Task objective: Find the line containing "point(258, 44)" in the data below, then output that line and each one after it exactly, with nothing else.

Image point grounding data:
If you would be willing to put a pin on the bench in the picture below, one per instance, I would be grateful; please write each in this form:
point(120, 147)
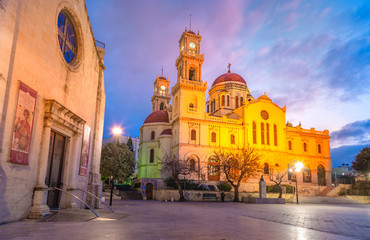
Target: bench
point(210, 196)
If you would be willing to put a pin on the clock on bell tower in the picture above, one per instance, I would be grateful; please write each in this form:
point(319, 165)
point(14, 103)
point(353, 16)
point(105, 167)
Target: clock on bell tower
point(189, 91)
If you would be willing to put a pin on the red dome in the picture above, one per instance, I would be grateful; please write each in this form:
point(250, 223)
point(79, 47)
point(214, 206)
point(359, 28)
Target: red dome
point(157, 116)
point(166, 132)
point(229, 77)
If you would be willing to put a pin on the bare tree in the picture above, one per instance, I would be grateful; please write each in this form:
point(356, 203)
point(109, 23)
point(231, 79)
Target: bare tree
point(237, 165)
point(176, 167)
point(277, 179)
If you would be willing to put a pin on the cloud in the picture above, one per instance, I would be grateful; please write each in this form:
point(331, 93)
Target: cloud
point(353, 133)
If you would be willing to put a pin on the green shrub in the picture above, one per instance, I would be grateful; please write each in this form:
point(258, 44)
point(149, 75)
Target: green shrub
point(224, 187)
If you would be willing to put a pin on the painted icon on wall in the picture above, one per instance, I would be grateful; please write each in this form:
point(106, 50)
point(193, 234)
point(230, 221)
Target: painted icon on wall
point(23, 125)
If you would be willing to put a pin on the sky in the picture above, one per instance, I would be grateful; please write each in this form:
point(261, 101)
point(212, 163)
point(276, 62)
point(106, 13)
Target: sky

Exercise output:
point(258, 44)
point(149, 75)
Target: green shrub
point(224, 187)
If you would be willing to put a pin on the painted icon on wall in the picture above, one per instance, I would be grateful; please write each in this form:
point(106, 50)
point(193, 234)
point(230, 221)
Target: painted icon on wall
point(23, 125)
If you would be willing to put a pin on the sky in the picture above, one per instance, I would be grateful; please write each in this form:
point(261, 101)
point(212, 163)
point(276, 62)
point(106, 13)
Target: sky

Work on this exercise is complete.